### MATERIAL SHOWN
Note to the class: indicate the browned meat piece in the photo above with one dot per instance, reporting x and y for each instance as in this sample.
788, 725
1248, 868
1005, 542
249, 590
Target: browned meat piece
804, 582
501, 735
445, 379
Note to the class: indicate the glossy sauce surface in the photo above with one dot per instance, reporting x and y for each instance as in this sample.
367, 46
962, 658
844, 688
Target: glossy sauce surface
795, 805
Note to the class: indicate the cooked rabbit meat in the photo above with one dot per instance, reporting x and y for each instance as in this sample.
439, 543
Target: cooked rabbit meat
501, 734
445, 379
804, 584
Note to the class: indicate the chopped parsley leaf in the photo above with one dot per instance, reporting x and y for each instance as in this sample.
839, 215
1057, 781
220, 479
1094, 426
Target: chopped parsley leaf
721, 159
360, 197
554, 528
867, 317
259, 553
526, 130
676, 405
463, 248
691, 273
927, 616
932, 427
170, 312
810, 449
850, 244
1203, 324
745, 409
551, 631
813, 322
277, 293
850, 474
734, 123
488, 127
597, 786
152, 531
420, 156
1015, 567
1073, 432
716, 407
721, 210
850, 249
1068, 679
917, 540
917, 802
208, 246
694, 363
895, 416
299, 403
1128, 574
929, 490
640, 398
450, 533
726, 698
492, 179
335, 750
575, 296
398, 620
######
◆ **INSTRUCTIONS FOR THE TASK**: What is needed is an exact copy of every entry above.

◆ **ANSWER TO THIS EXERCISE**:
Note to the class: indicate the browned meat piece in the photo above with one dot per instance, reporting x and y for each instance as in this sample.
788, 725
1248, 868
1005, 542
249, 590
Target: browned meat piece
804, 582
501, 735
445, 379
Note to the class: indicate the glossy sauce surface in the photo above with one dot per instance, reporting x and y for each instance as in this sample.
367, 46
962, 658
844, 688
Target: glossy sauce surface
795, 805
Note to the class: indicate the cooked rabbit meat in the photo above with one dot per instance, reporting x and y for each instance as in this sample.
439, 543
Target: cooked rabbit meat
501, 734
445, 379
804, 584
Note to the class: indicate the chopped parsley leaf in the photo above with one dot per instance, reporting x and y for each instance as in this sample.
839, 215
1057, 781
220, 479
1094, 426
Target: chopped parsley leaf
721, 159
360, 197
554, 528
867, 317
259, 553
526, 130
676, 405
463, 248
691, 273
927, 616
932, 427
170, 312
810, 449
850, 244
1203, 324
745, 409
551, 631
813, 322
277, 293
850, 474
734, 123
488, 127
597, 786
152, 531
420, 156
1015, 567
1073, 432
716, 407
721, 210
850, 249
1068, 679
917, 540
917, 802
208, 246
694, 363
895, 416
299, 403
1128, 574
929, 490
640, 398
450, 533
726, 698
492, 179
335, 750
575, 296
398, 620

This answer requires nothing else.